> DATASET EXCERPTS:
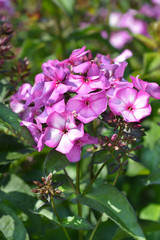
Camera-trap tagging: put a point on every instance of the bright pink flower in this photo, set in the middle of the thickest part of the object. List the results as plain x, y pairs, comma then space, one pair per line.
36, 132
19, 99
75, 153
88, 107
151, 88
62, 131
131, 104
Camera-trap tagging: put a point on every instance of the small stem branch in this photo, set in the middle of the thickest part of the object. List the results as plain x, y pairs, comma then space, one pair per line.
93, 179
79, 206
117, 176
94, 230
59, 220
70, 181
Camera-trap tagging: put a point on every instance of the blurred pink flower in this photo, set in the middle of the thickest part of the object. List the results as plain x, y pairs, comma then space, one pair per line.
131, 104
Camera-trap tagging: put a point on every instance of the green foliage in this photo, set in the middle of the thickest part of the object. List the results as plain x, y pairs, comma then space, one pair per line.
12, 121
109, 200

> TASK TO COMPLETE: Reproduce the entire listing above word for word, including every coordinate line, but leave out the picture.

> WRITTEN RESPONSE:
Camera-trap tagging: put a point on every instance of the bright pink flower in this photo, set in the middle of the thickest part of the object. List the results as plain x, y pairs, comma then space, one pair per line.
36, 132
19, 99
75, 153
88, 107
151, 88
62, 131
131, 104
Camera-trap tagging: put a point on every instance of the small stem branch in this photo, set in the middle of the thickest part of the object. List the results as plain x, y pairs, comma then space, one pair per line.
93, 179
79, 206
117, 176
94, 230
59, 220
70, 181
Camera-trap tagging: put a point on every instance of the blurred pink flower in this photo, set in the middle of the thickest part of the object. List the results as plain x, y pairs, comma then space, one pair per line.
131, 104
Camera-trap tagging: put a point on every instance of the green foliage in this photo, set in the middle of the thickest part of the object. List the results as plain x, y pairs, comma then space, one pair per line.
12, 121
109, 200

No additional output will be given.